◆ **DIRECTIONS**:
Give back, character for character, the line that includes "Locate the evergreen" and all lines beneath it in the data.

◆ **DATA SUPPLIED**:
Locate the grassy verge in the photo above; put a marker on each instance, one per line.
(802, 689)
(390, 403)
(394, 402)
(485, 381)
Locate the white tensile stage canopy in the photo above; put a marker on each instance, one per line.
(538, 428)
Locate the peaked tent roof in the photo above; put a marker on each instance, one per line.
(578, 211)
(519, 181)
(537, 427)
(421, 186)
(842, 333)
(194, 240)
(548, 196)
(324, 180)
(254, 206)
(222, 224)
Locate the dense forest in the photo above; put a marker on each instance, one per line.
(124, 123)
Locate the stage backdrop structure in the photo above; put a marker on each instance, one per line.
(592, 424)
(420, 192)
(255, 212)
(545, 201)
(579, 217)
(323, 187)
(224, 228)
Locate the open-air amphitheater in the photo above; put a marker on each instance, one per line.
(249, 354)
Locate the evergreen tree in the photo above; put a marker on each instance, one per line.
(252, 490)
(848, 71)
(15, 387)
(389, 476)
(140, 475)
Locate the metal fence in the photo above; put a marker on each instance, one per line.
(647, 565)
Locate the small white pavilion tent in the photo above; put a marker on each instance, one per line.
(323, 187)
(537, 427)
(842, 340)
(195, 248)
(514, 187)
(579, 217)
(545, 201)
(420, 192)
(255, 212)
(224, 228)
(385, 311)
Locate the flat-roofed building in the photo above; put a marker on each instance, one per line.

◆ **FINAL ANSWER**:
Locate the evergreen tree in the photo above; put a marker on each instance, one per line.
(252, 490)
(848, 71)
(15, 387)
(389, 476)
(140, 475)
Locate the metal fence in the photo above; put a marker on each instance, one per line.
(647, 565)
Locate the small white pavilion tent in the photo above; put a marker on each instance, one per line.
(323, 187)
(537, 427)
(842, 340)
(195, 248)
(514, 187)
(579, 217)
(545, 201)
(420, 192)
(255, 212)
(224, 228)
(385, 311)
Locate the flat-roofed building in the photo above; put a marker on each instance, one per line.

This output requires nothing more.